+++ Fragmento del texto +++
Luego de dos
años de intenso trabajo, una comisión de notables firmó el anteproyecto de reforma del
Código Penal. La reforma del Código Penal representa una tarea
necesaria y urgente, sobre todo a la luz de los excesos, los desequilibrios y
las incongruencias que pasaron a caracterizar el Código vigente, luego de las
"reformas Blumberg" impulsadas de modo oportunista por el ex
presidente Néstor Kirchner. Según las primeras informaciones que conocemos,
muchas de las viejas incoherencias del Código han quedado resueltas en el
proyecto nuevo.
El hecho de que la comisión de expertos estuviera
compuesta por prestigiosos juristas y políticos de diversas proveniencias
partidarias es por demás auspicioso: necesitamos contar con un Código capaz de
receptar una pluralidad de puntos de vista, como los que hoy existen en nuestra
sociedad. Por lo demás, el hecho de que -tal como todos los miembros de la
comisión se han ocupado de destacar- el proyecto concertado refleje
"acuerdos en un 90% de los casos" torna dicho compromiso todavía más
atractivo.
+++ Información proporcionada +++
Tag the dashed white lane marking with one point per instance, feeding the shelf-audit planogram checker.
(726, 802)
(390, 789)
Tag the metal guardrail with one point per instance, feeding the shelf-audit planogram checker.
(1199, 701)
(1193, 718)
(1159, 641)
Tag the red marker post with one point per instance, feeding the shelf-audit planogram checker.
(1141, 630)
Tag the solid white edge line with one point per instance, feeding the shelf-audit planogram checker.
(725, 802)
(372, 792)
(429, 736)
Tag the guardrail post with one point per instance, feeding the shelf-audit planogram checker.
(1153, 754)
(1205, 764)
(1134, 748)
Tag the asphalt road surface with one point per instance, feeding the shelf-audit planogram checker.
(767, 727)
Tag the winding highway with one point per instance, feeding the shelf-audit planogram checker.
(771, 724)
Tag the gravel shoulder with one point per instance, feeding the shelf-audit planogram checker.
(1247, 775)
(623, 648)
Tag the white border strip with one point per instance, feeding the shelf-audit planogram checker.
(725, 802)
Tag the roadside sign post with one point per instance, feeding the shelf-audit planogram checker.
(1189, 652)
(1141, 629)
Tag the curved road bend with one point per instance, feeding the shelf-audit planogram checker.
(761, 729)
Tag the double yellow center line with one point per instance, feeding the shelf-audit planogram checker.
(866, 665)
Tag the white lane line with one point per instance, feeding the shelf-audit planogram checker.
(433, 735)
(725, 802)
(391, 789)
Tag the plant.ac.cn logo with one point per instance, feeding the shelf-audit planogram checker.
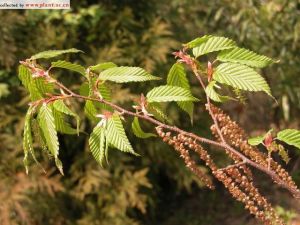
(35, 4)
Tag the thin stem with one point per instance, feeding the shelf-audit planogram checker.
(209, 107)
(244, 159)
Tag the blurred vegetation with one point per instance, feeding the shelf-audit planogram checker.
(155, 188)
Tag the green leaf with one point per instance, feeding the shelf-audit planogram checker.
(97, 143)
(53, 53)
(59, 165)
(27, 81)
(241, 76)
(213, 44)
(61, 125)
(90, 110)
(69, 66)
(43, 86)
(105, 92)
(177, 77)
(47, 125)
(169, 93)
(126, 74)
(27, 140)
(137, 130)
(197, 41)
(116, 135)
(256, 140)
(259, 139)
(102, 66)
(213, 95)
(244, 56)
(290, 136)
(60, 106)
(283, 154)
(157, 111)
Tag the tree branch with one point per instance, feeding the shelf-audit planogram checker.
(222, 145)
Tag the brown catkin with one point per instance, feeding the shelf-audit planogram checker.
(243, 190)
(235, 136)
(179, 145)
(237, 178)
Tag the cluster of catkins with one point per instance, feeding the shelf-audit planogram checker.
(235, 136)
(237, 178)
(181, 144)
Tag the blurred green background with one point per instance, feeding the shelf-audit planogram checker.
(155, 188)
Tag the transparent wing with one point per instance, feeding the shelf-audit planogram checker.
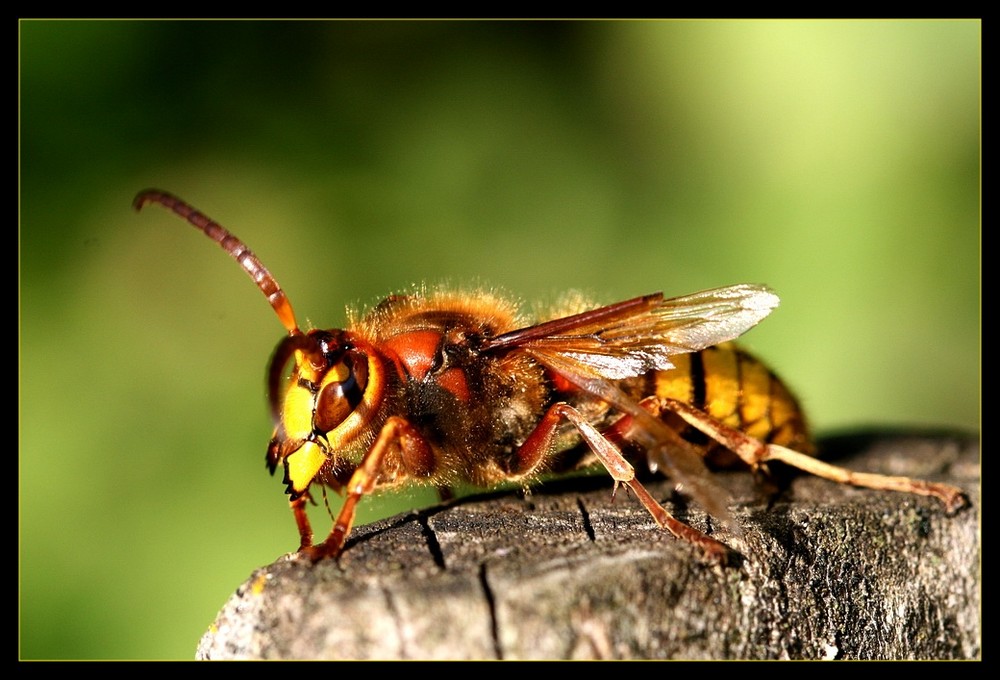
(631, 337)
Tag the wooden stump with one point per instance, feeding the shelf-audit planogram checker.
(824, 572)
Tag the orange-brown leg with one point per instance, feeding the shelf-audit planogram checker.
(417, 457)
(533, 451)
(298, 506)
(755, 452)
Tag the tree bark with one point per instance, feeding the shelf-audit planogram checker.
+++
__Conjunto de tareas__
A. Traduce al inglés esta oración del texto sobre la reforma del Código Penal: «Según las primeras informaciones que conocemos, muchas de las viejas incoherencias del Código han quedado resueltas en el proyecto nuevo.»
B. Según el texto sobre la reforma del Código Penal, ¿por qué es auspicioso que la comisión estuviera compuesta por juristas y políticos de diversas proveniencias partidarias? Responde en una a tres oraciones.
C. Prosigue el texto sobre la reforma del Código Penal a partir de su última oración.

__Los resultados__
A. According to the first reports we have, many of the Code's old inconsistencies have been resolved in the new draft.

B. Es auspicioso porque se necesita un Código capaz de receptar una pluralidad de puntos de vista. Esa pluralidad es la que hoy existe en la sociedad.

C.
Sin embargo, datos favorables como los mencionados
no deben impedir que encendamos, otra vez, las luces de alarma. En particular,
luego de la triste experiencia que hemos vivido en los últimos meses en torno a
la reforma del Código Civil. El principal problema de ambas reformas es el
mismo: una reforma que va a impactar sobre todos nosotros no puede quedar en
manos de una elite, por más capacitada que sea.
Los riesgos propios de las reformas diseñadas por
elites no se originan en la mala fe o la falta de capacidad de los expertos a
cargo de la reforma: presuponemos la buena fe y la capacidad intelectual de sus
autores. Sin embargo, como suele ocurrir, si las elites del caso no se abren al
franco (re)conocimiento de las "voces ausentes" -las voces más
débiles de la sociedad- la reforma comienza a sesgarse, imperceptiblemente,
hacia territorios más cercanos al interés de sus autores y más alejados de las necesidades
del resto de la población.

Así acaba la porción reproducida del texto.